_DATASET RECORDS_.
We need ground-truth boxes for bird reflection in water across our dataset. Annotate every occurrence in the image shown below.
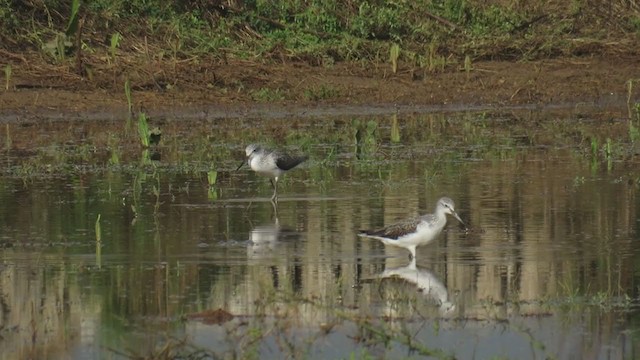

==

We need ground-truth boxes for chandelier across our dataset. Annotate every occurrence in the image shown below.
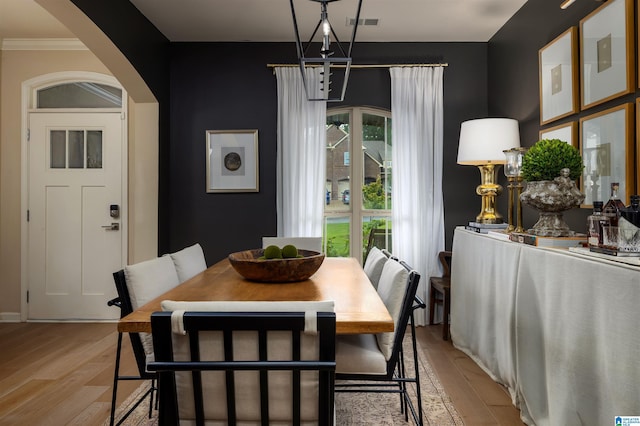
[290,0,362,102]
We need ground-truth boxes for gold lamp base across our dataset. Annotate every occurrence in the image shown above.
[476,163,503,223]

_EXERCISE_. Format the stretch of the listing from the line containing "We need ground-truth boxes for gold" through the line containing "[476,163,503,223]" as a two-column CSV with the columns input and output. Give each text and its answer one row, with each value in a single quoted field and any line breaks replaced by spaces.

_ANSWER TO THIS TASK_.
input,output
"We need ground-truth boxes for gold lamp base across our dataset. Annotate every occurrence in the image shown above.","[476,163,503,223]"